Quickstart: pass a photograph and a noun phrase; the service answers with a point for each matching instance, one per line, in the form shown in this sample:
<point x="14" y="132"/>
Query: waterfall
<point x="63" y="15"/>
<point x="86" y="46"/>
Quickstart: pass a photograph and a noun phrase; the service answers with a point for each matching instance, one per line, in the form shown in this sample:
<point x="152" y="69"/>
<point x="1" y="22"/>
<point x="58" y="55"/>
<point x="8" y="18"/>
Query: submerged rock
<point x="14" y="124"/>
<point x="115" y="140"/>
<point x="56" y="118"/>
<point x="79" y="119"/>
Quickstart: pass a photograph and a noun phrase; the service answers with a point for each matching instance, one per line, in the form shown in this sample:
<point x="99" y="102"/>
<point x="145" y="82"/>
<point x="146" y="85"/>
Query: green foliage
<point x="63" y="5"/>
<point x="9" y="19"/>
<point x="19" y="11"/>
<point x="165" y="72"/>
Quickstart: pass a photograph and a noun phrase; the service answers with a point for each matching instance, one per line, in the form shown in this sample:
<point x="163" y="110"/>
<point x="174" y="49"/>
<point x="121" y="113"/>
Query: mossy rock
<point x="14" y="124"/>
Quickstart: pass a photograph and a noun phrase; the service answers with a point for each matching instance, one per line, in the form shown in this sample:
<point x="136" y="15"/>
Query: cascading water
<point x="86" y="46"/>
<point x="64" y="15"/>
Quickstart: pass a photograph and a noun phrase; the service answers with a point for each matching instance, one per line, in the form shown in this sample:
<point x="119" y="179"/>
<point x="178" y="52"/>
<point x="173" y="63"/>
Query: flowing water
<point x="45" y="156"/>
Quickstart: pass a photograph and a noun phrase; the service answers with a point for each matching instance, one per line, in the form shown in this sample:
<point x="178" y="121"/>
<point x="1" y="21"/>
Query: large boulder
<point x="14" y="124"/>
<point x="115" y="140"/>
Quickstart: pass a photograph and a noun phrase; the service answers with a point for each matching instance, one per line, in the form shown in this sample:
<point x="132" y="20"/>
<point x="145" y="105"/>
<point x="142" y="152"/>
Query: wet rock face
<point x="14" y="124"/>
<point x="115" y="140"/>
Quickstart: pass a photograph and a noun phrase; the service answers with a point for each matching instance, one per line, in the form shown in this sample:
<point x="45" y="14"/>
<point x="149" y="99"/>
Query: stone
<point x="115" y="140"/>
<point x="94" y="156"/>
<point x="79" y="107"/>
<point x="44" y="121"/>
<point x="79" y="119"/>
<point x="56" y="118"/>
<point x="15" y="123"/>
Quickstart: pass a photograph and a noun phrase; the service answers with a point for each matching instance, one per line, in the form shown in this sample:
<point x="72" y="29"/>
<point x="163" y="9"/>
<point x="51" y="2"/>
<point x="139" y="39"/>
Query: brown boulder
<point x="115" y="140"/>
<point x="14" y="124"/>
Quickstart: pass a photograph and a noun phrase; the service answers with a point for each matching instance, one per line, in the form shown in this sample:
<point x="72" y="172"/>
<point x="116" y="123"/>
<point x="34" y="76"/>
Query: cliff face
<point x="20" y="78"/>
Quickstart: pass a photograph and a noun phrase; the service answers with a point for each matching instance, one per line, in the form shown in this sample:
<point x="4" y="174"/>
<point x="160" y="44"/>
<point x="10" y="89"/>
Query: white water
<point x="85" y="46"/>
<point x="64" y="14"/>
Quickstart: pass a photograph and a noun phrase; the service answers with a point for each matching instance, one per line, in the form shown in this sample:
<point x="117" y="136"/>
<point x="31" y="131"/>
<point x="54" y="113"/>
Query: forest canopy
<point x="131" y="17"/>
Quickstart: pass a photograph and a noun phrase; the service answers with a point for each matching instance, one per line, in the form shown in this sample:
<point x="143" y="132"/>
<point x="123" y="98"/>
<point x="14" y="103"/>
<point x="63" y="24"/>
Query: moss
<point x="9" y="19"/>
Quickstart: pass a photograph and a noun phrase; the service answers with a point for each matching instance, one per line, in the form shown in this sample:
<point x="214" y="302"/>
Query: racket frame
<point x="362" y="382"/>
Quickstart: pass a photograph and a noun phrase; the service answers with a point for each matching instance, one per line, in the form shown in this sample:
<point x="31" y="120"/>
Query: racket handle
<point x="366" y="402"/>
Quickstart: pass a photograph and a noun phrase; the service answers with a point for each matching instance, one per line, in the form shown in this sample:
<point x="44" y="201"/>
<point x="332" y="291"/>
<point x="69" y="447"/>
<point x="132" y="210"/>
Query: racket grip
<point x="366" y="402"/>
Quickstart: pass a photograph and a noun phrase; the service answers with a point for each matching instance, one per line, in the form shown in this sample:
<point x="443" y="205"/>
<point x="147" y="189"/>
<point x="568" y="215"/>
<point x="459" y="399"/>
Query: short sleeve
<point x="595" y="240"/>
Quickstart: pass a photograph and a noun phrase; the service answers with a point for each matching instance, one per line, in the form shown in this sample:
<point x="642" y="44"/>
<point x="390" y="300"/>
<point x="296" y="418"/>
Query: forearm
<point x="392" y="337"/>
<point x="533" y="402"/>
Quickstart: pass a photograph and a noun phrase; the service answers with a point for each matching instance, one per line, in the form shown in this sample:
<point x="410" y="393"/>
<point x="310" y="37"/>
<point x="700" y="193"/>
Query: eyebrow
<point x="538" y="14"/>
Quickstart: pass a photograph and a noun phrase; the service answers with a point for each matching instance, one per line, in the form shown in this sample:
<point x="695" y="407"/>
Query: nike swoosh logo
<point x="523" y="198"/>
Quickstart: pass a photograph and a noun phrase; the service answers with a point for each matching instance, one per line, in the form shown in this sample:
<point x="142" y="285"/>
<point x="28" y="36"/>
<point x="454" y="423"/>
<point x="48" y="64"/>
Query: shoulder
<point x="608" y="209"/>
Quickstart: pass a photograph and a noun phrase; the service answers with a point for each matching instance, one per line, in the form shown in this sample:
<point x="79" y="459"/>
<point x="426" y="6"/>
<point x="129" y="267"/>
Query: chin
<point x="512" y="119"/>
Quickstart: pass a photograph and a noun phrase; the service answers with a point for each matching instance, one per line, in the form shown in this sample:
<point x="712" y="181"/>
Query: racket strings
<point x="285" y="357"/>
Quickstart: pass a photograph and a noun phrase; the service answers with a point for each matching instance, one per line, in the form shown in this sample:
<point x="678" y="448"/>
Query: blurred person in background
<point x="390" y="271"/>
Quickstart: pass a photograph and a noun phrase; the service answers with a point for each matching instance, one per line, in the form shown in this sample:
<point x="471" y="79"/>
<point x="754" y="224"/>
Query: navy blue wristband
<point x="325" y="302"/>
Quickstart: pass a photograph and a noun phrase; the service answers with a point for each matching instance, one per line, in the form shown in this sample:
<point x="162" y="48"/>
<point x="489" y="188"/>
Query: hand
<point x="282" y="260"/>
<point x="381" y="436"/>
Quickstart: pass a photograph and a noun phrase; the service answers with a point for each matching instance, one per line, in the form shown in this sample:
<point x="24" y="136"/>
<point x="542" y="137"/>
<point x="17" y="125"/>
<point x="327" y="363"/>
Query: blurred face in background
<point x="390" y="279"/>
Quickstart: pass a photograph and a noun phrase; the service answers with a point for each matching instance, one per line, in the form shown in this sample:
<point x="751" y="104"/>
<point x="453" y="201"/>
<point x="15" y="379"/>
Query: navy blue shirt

Your task: Please write out all the data above, exactly as it reads.

Solved exercise:
Quickstart: pass a photograph and a noun phrase; the service answers with a point for each matching instance, one per line, in the form shown in this sample:
<point x="14" y="132"/>
Query: waterfall
<point x="63" y="15"/>
<point x="86" y="46"/>
Quickstart: pass a photograph and a noun phrase; the service answers with a point for each matching instance, one per line, in the form shown in this sample:
<point x="152" y="69"/>
<point x="1" y="22"/>
<point x="58" y="55"/>
<point x="8" y="18"/>
Query: submerged rock
<point x="14" y="124"/>
<point x="115" y="140"/>
<point x="56" y="118"/>
<point x="79" y="119"/>
Quickstart: pass a photograph and a noun phrase; the service answers with a point for each matching instance, one per line, in the form shown in this sample:
<point x="99" y="102"/>
<point x="145" y="82"/>
<point x="146" y="85"/>
Query: green foliage
<point x="63" y="5"/>
<point x="9" y="19"/>
<point x="19" y="11"/>
<point x="165" y="72"/>
Quickstart: pass a photograph and a noun phrase; the service answers with a point for each matching instance, one per line, in the form shown in this sample:
<point x="163" y="110"/>
<point x="174" y="49"/>
<point x="121" y="113"/>
Query: mossy rock
<point x="14" y="124"/>
Quickstart: pass a photograph and a noun phrase; the service answers with a point for each matching instance, one per line, in the form shown in this sample:
<point x="136" y="15"/>
Query: cascading water
<point x="86" y="46"/>
<point x="64" y="15"/>
Quickstart: pass a photograph and a noun phrase; the service answers with a point for each matching instance, one per line, in the form shown in this sample:
<point x="119" y="179"/>
<point x="178" y="52"/>
<point x="173" y="63"/>
Query: flowing water
<point x="45" y="156"/>
Quickstart: pass a photograph and a noun phrase; the service answers with a point for each matching instance, one per line, in the form shown in this sample:
<point x="178" y="121"/>
<point x="1" y="21"/>
Query: large boulder
<point x="14" y="124"/>
<point x="115" y="140"/>
Quickstart: pass a photograph and a noun phrase; the service answers with a point for each matching instance, one per line, in the form shown in this sample:
<point x="132" y="20"/>
<point x="145" y="105"/>
<point x="142" y="152"/>
Query: wet rock face
<point x="14" y="124"/>
<point x="115" y="140"/>
Quickstart: pass a photograph and a noun phrase; the service answers with a point for each matching instance, one per line, in the form shown in this sample:
<point x="45" y="14"/>
<point x="149" y="99"/>
Query: stone
<point x="115" y="140"/>
<point x="94" y="156"/>
<point x="79" y="107"/>
<point x="44" y="121"/>
<point x="79" y="119"/>
<point x="56" y="118"/>
<point x="15" y="123"/>
Quickstart: pass a photograph and a noun phrase; the service answers with a point for each matching instance, one per line, in the form shown in this sample:
<point x="72" y="29"/>
<point x="163" y="9"/>
<point x="51" y="2"/>
<point x="139" y="39"/>
Query: brown boulder
<point x="115" y="140"/>
<point x="14" y="124"/>
Quickstart: pass a photograph and a noun phrase; the service answers with a point for each matching instance, one per line, in the form shown in this sample:
<point x="72" y="172"/>
<point x="116" y="123"/>
<point x="34" y="76"/>
Query: cliff face
<point x="20" y="78"/>
Quickstart: pass a photograph and a noun phrase; the service answers with a point for each matching instance, one per line, in the form shown in this sample:
<point x="4" y="174"/>
<point x="160" y="44"/>
<point x="10" y="89"/>
Query: white water
<point x="85" y="46"/>
<point x="64" y="14"/>
Quickstart: pass a photograph and a noun phrase; the service answers with a point for each matching instance, one per line, in the form shown in this sample:
<point x="117" y="136"/>
<point x="31" y="131"/>
<point x="54" y="113"/>
Query: forest canopy
<point x="131" y="17"/>
Quickstart: pass a photograph and a noun phrase; the service answers with a point for each matching instance, one per line, in the form shown in this sample:
<point x="143" y="132"/>
<point x="123" y="98"/>
<point x="14" y="103"/>
<point x="63" y="24"/>
Query: moss
<point x="9" y="19"/>
Quickstart: pass a photograph and a noun phrase; the service answers with a point for each matching instance, one per line, in the form shown in this sample:
<point x="214" y="302"/>
Query: racket frame
<point x="362" y="382"/>
Quickstart: pass a photograph and a noun phrase; the service answers with a point for each matching instance, one per line, in the form shown in this sample:
<point x="31" y="120"/>
Query: racket handle
<point x="366" y="402"/>
Quickstart: pass a photograph and a noun phrase; the service answers with a point for each matching instance, one per line, in the form shown in this sample:
<point x="44" y="201"/>
<point x="332" y="291"/>
<point x="69" y="447"/>
<point x="132" y="210"/>
Query: racket grip
<point x="366" y="402"/>
Quickstart: pass a photograph and a noun phrase; the service answers with a point for each matching instance, one per line, in the form shown in this sample:
<point x="443" y="205"/>
<point x="147" y="189"/>
<point x="568" y="215"/>
<point x="459" y="399"/>
Query: short sleeve
<point x="595" y="240"/>
Quickstart: pass a photograph and a noun phrase; the service answers with a point for each matching instance, one per line, in the form shown in this sample:
<point x="642" y="44"/>
<point x="390" y="300"/>
<point x="296" y="418"/>
Query: forearm
<point x="392" y="337"/>
<point x="533" y="402"/>
Quickstart: pass a photograph and a noun phrase; the service answers with a point for each matching instance, one per line, in the form shown in this sample:
<point x="410" y="393"/>
<point x="310" y="37"/>
<point x="700" y="193"/>
Query: eyebrow
<point x="538" y="14"/>
Quickstart: pass a photograph and a noun phrase; the service answers with a point for each matching instance, one per line, in the form shown in this sample:
<point x="695" y="407"/>
Query: nike swoosh logo
<point x="523" y="198"/>
Quickstart: pass a photograph and a noun phrase; the service answers with a point for each matching instance, one per line, in the form shown in this sample:
<point x="142" y="285"/>
<point x="28" y="36"/>
<point x="454" y="423"/>
<point x="48" y="64"/>
Query: shoulder
<point x="608" y="209"/>
Quickstart: pass a photograph and a noun phrase; the service answers with a point for each matching instance, one per line, in the form shown in this sample:
<point x="79" y="459"/>
<point x="426" y="6"/>
<point x="129" y="267"/>
Query: chin
<point x="512" y="119"/>
Quickstart: pass a photograph and a noun phrase; the service answers with a point for each matching instance, one per line, in the form shown in this sample:
<point x="712" y="181"/>
Query: racket strings
<point x="285" y="357"/>
Quickstart: pass a photograph and a noun phrase; the service answers with a point for each matching instance, one per line, in the form shown in this sample:
<point x="678" y="448"/>
Query: blurred person in background
<point x="390" y="271"/>
Quickstart: pass a photograph and a noun phrase; the service answers with a point for each matching instance, one per line, in the form shown in this sample:
<point x="471" y="79"/>
<point x="754" y="224"/>
Query: navy blue wristband
<point x="325" y="302"/>
Quickstart: pass a photograph and a noun phrase; the service answers with a point for each matching instance, one per line, in the form shown in this sample:
<point x="162" y="48"/>
<point x="489" y="188"/>
Query: hand
<point x="282" y="260"/>
<point x="381" y="436"/>
Quickstart: pass a photograph and a noun phrase; the service answers with a point for each matching instance, one per line, in the form shown in this sample:
<point x="24" y="136"/>
<point x="542" y="137"/>
<point x="17" y="125"/>
<point x="327" y="363"/>
Query: blurred face in background
<point x="390" y="279"/>
Quickstart: pass a photograph and a noun phrase; the service answers with a point for each matching instance, one per line, in the form shown in this sample:
<point x="751" y="104"/>
<point x="453" y="201"/>
<point x="15" y="379"/>
Query: navy blue shirt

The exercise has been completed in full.